Work item »
Every line from the opening of the records to the line with "Target | beige linen cloth" should be restated exactly, with both ends included and the pictures left out.

Extracted records »
-------
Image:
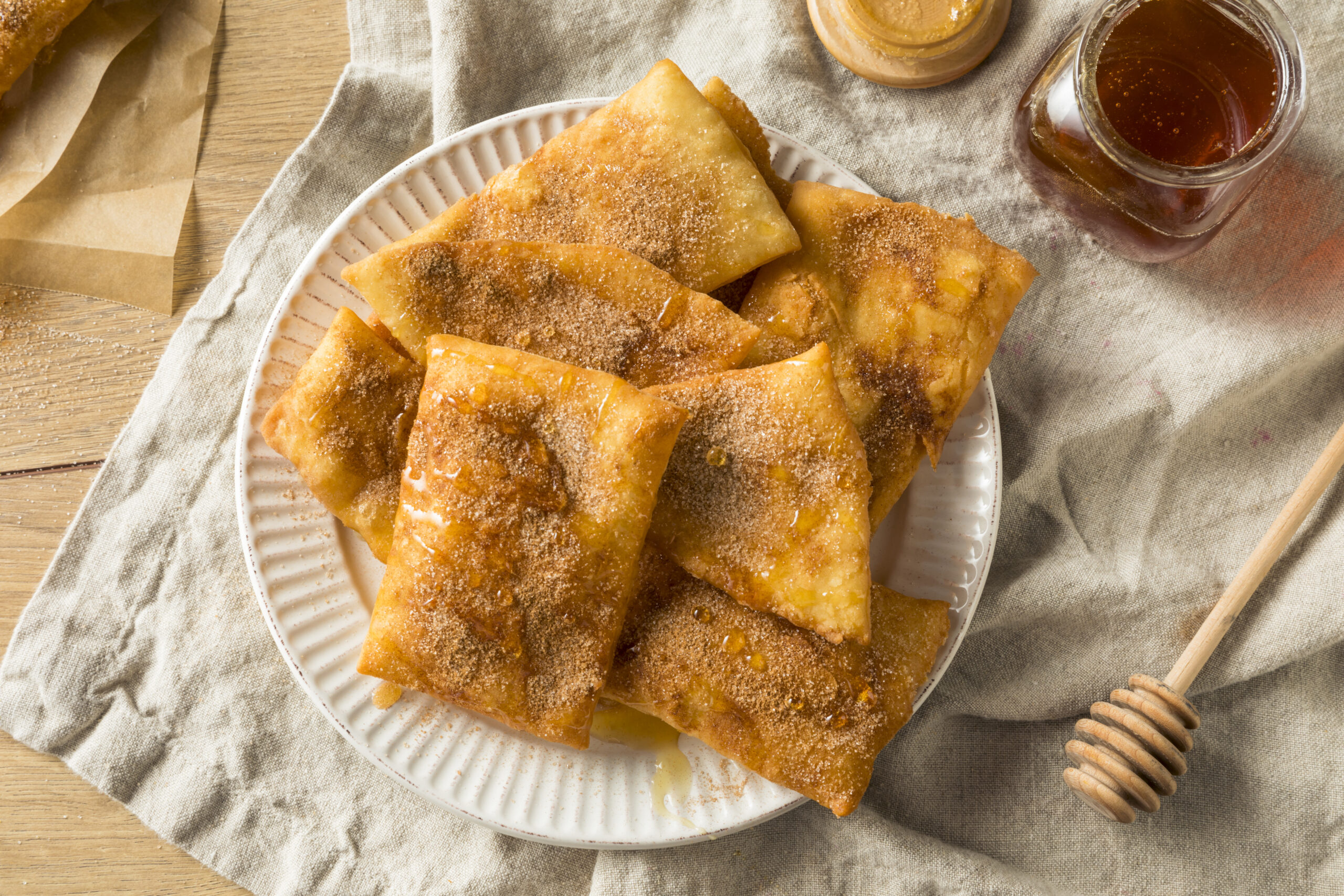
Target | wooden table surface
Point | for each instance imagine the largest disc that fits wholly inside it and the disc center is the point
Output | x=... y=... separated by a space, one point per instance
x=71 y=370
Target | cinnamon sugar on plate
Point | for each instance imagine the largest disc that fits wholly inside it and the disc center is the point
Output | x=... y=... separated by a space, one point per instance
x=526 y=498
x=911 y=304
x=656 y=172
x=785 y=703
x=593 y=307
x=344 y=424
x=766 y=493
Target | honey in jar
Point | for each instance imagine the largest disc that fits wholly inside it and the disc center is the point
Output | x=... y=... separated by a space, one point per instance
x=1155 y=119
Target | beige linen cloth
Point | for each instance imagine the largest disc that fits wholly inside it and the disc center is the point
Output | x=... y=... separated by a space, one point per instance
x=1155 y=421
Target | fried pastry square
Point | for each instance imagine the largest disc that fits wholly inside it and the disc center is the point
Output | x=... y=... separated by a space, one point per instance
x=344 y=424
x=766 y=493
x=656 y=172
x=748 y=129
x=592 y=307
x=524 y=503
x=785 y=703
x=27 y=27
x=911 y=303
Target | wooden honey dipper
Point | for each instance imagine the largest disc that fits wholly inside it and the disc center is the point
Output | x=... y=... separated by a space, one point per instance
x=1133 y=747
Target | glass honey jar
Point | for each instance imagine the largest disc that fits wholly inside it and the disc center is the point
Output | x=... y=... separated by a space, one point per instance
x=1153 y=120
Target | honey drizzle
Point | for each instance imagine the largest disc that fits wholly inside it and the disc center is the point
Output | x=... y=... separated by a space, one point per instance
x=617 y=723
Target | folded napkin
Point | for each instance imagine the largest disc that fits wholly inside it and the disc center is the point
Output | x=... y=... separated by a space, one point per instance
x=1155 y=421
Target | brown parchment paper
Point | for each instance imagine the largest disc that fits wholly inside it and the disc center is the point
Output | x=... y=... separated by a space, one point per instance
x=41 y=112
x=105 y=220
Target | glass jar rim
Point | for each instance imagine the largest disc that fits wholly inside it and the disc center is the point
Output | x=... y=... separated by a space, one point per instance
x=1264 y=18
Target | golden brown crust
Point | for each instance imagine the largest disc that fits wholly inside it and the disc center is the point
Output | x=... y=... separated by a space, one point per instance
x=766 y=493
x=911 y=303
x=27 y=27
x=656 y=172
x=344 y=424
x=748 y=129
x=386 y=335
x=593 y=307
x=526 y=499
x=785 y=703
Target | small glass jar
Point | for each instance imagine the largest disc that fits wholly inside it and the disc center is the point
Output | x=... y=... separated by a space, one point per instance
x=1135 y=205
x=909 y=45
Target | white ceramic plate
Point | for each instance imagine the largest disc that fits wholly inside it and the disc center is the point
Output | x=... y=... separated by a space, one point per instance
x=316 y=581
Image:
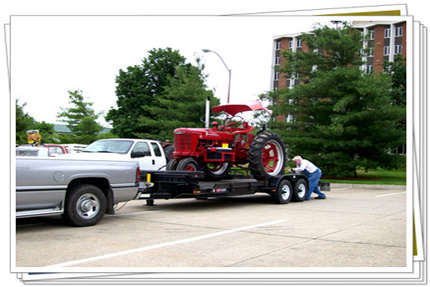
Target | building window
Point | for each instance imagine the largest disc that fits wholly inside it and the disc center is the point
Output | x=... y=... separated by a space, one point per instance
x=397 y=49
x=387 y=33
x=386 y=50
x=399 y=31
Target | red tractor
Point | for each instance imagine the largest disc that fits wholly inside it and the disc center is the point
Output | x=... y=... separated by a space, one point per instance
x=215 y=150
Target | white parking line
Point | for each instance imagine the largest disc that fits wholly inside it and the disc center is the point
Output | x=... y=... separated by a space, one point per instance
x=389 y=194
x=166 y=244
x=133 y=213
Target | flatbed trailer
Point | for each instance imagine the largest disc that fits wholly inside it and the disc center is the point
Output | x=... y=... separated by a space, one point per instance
-------
Task result »
Image:
Target | wooden table surface
Point | for each instance imagine the largest disc that fits wholly inside it and the disc center is the point
Output | x=... y=... separated by a space, one point per instance
x=71 y=370
Target | cinnamon sugar on plate
Point | for each instance imagine the largest disc that fits wholly inside it and the disc center is the point
Output | x=... y=... separated by a space, one point per instance
x=526 y=498
x=911 y=304
x=656 y=172
x=785 y=703
x=593 y=307
x=344 y=424
x=766 y=493
Target | honey in jar
Point | for each instance imagine the largest disc that fits wholly inside it and the disc center is the point
Output | x=... y=... separated by a space, one point per instance
x=1155 y=119
Target | beige linen cloth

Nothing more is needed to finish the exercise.